(Extracted records begins)

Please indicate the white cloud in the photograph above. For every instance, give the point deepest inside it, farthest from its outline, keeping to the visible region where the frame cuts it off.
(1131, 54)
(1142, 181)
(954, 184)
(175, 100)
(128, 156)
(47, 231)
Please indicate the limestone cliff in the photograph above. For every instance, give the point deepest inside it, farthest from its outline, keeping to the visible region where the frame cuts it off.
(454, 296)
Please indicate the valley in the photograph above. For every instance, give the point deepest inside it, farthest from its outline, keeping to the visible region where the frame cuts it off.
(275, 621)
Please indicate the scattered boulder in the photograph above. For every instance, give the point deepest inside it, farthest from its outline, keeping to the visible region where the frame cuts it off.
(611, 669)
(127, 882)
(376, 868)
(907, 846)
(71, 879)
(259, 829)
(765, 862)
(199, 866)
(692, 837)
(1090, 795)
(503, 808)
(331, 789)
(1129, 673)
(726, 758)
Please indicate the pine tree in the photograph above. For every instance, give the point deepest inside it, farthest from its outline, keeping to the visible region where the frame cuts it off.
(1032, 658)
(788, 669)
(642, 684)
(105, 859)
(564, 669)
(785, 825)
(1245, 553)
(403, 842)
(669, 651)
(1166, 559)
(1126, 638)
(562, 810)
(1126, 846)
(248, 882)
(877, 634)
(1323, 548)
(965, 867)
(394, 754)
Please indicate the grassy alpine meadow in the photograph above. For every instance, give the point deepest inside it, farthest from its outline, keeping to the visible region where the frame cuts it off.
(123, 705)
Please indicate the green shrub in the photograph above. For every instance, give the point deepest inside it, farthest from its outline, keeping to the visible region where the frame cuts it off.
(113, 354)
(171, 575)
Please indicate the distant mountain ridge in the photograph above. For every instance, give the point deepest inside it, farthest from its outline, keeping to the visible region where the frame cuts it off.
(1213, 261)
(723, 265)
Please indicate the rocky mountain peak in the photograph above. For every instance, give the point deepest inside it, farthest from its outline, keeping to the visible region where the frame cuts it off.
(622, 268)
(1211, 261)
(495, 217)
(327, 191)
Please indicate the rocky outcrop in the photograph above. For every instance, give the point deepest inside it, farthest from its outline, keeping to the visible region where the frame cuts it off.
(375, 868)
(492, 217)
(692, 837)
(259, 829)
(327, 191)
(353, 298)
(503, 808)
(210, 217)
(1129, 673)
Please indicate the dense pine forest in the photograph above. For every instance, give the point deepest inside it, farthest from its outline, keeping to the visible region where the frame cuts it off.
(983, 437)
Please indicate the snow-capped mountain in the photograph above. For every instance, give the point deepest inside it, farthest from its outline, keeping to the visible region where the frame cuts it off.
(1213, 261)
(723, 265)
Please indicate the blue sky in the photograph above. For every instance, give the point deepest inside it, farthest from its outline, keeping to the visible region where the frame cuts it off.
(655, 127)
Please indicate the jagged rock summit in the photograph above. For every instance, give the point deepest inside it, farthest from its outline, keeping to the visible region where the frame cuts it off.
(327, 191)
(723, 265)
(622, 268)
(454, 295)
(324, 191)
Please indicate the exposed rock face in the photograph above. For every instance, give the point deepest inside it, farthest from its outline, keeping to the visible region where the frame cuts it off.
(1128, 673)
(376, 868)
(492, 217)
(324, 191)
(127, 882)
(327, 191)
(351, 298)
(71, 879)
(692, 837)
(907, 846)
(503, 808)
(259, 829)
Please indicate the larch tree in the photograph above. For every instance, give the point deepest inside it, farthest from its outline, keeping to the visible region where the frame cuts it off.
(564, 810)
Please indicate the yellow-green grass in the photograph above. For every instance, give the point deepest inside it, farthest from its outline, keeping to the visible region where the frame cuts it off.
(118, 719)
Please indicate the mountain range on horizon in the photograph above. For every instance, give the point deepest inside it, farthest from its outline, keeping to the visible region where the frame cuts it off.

(Extracted records ends)

Task: Type out the entries exactly as they appear above.

Finished exercise:
Please indicate the white cloud in the photograph above. For every instance, give the point deepest inside it, farthest from its outline, keeping to the visible region where the frame cuts it off.
(1131, 54)
(1142, 181)
(954, 184)
(175, 100)
(128, 156)
(47, 231)
Please indicate the limestone cliff in the photograph above. For every instance, give the point deepest inside it, farthest from its outline, keeping to the visible region where the frame cuts it off.
(454, 296)
Please indicate the valley in the photograph above. For every instance, give the point deepest inside it, farthest from its outline, keeping to the visible region where the frame cuts it off.
(275, 621)
Please indicate the scattered boulder in the photograph above. For every instance, give the point deepest inside it, farthest from its outline, keeping to the visible region where the frame cuts it off.
(611, 669)
(127, 882)
(376, 868)
(907, 846)
(71, 879)
(259, 829)
(765, 862)
(199, 866)
(692, 837)
(1090, 795)
(503, 808)
(331, 789)
(1129, 673)
(726, 758)
Please indicate the pine tree in the photograph above. For every instance, give the point deepest inside it, farthest from its outline, keeping to the visible region where the frame cuts it off.
(1032, 658)
(788, 669)
(642, 684)
(105, 859)
(564, 669)
(785, 825)
(1245, 553)
(403, 842)
(669, 651)
(1166, 559)
(1126, 638)
(562, 810)
(1126, 846)
(248, 882)
(877, 634)
(1323, 548)
(965, 867)
(394, 754)
Please indicate the grassy alpine meadow in the photograph above. For every instance, give the point deepest inside it, farthest from its outline, keeping to the visible region where the frame cuts it off.
(123, 705)
Please indicate the green shrub in the photograph above. For every instance, give the point deepest inside it, farthest from its outline, keeping to the visible region where the frame cuts it off.
(113, 354)
(171, 575)
Please indicate the distant mountain ridge in the photograph above. For every instance, give the point deepest inside it, farthest from its outline, keeping to the visible region where the frame cuts it off.
(1213, 261)
(723, 265)
Please indicate the rocky mountain peak in the photograph above. For every instance, give the point deepest inside it, farthest from its outline, keeping to the visible region where the frame cuts it off.
(622, 268)
(1211, 261)
(495, 217)
(327, 191)
Please indicate the rocky outcrop in the photograph above. For every instance, give the point deepest inside it, farthest from its outline, keeping to the visible region where the frame cuts it off.
(375, 868)
(492, 217)
(692, 837)
(259, 829)
(327, 191)
(353, 298)
(503, 808)
(210, 217)
(1129, 673)
Please indicate the dense pine forest in the photograph above. For every instance, give the point deepest inside it, farthest from its outline, keeping to the visible region where the frame cuts it off.
(983, 437)
Please indicate the snow-capped mountain in the photograph above. For every instance, give the point deepest inside it, farthest from its outline, keeping to the visible region where the frame cuts it off.
(1213, 261)
(723, 265)
Please indicate the blue sky in the photograph above. For every instance, give the point deepest inside it, farthest from its outline, keeping to the visible region where the frame cuts it off.
(655, 127)
Please indicate the jagged rock summit in the photograph above. For every instance, give the point deepest inside it, farthest from its outline, keeping to the visible region where the frame cuts it off.
(327, 191)
(723, 265)
(622, 268)
(454, 295)
(324, 191)
Please indicate the exposed rock face in the photograph above. For every instance, give the point deepest inside it, farthest from its outline, keeping to the visible region where the frame cuts it off.
(1128, 673)
(376, 868)
(492, 217)
(324, 191)
(127, 882)
(327, 191)
(351, 298)
(71, 879)
(692, 837)
(907, 846)
(503, 808)
(259, 829)
Please indicate the larch tree in the photograph above. For every instance, give the point deepest inside it, farthest from its outline, keeping to the visible region where the frame cuts it off.
(564, 810)
Please indicate the yellow-green grass in the photograph above. For every instance, give the point deepest inside it, farthest from its outline, keeping to the visible region where the frame cuts it off.
(118, 719)
Please indicate the mountain range on horizon in the photograph above. For every instance, give the point deepest inside it, farthest from its outline, keeping to the visible region where the frame cuts it off.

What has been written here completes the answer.